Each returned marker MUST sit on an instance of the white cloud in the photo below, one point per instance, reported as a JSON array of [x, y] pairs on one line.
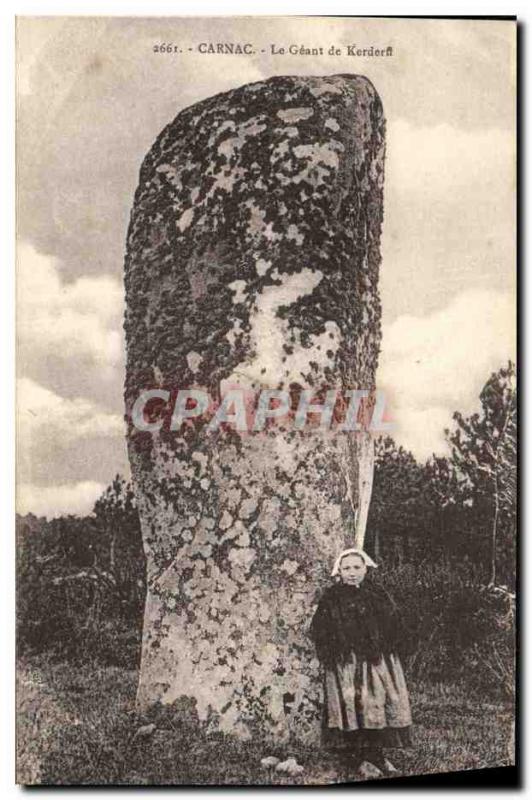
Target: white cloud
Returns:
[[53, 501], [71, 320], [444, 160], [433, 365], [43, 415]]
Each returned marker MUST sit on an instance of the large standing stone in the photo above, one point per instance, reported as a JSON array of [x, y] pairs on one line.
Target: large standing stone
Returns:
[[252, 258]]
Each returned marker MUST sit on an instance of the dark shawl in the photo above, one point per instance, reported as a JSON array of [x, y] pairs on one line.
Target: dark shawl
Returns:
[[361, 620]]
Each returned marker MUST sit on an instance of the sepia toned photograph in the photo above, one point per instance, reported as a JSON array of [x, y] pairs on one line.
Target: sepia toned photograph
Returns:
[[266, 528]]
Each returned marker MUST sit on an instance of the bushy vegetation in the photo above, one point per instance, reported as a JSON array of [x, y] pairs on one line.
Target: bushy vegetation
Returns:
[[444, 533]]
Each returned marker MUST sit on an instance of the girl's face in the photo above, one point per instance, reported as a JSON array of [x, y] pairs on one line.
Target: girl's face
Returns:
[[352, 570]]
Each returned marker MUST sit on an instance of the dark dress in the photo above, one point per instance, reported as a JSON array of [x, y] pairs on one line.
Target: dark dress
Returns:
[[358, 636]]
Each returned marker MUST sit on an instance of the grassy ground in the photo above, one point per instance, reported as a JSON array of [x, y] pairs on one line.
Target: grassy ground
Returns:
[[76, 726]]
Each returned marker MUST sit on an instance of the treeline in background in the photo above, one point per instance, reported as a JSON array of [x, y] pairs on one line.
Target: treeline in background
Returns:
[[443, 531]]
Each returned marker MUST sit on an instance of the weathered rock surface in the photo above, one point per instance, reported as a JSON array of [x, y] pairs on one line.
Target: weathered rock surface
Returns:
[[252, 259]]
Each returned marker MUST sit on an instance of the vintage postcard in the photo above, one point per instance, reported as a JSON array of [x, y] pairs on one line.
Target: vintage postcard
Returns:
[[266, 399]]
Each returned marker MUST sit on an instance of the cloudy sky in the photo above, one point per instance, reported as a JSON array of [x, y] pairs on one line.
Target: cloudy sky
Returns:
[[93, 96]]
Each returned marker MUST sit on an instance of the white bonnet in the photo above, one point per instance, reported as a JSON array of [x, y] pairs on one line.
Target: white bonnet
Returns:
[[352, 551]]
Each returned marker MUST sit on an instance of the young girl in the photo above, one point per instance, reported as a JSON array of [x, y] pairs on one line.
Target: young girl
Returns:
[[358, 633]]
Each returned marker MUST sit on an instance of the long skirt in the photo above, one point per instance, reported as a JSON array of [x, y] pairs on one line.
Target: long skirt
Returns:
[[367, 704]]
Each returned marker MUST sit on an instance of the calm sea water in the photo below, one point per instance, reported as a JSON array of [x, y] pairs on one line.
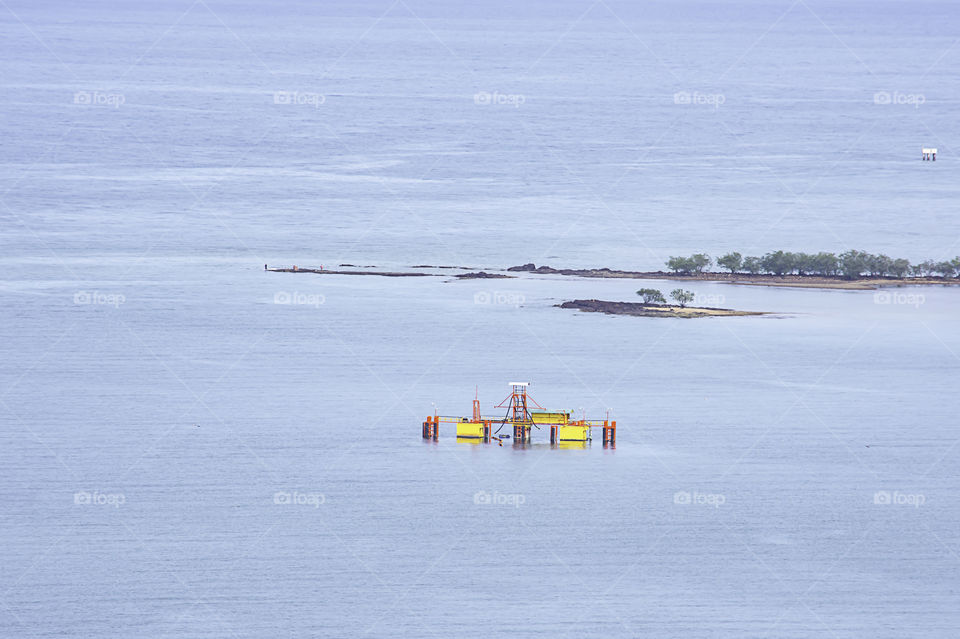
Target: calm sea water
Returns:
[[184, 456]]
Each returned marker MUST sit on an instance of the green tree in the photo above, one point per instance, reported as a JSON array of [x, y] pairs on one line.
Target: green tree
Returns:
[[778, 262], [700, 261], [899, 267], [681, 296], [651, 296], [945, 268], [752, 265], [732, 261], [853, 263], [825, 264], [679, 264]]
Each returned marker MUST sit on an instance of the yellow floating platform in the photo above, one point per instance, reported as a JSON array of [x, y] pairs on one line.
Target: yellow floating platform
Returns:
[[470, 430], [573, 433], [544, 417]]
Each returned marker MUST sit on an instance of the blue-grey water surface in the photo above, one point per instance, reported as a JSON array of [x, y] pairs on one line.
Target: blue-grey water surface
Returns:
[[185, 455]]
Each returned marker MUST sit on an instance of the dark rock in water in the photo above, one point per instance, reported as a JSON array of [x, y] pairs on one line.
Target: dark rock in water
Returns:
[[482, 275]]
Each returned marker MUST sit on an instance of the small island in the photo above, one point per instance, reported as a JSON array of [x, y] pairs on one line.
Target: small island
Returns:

Exercise brief: Copy out the lines of the records word for word, starting at the line that contains "Each returned marker MUST sit on an instance of the grassy" and ending with the line that contains "[[252, 259]]", both of those lines included.

The output:
Each returned marker MUST sit on an instance of the grassy ground in the photo above, one point per instance, reported as a JSON array of [x, y] pairs on one line.
Target: grassy ground
Returns:
[[76, 726]]
Each returned marker MUST sit on an instance of the treeline in background in the photo above, one point per instance, reported as a JSON array of [x, y] pairs on one line.
Target: treeline in background
Returns:
[[443, 531]]
Each returned marker MUST sit on an instance of the weathered rock surface in the photo above, one point per instance, reported as a JSON array of [x, y] pairs on one line.
Target: weathered rock surface
Returns:
[[252, 259]]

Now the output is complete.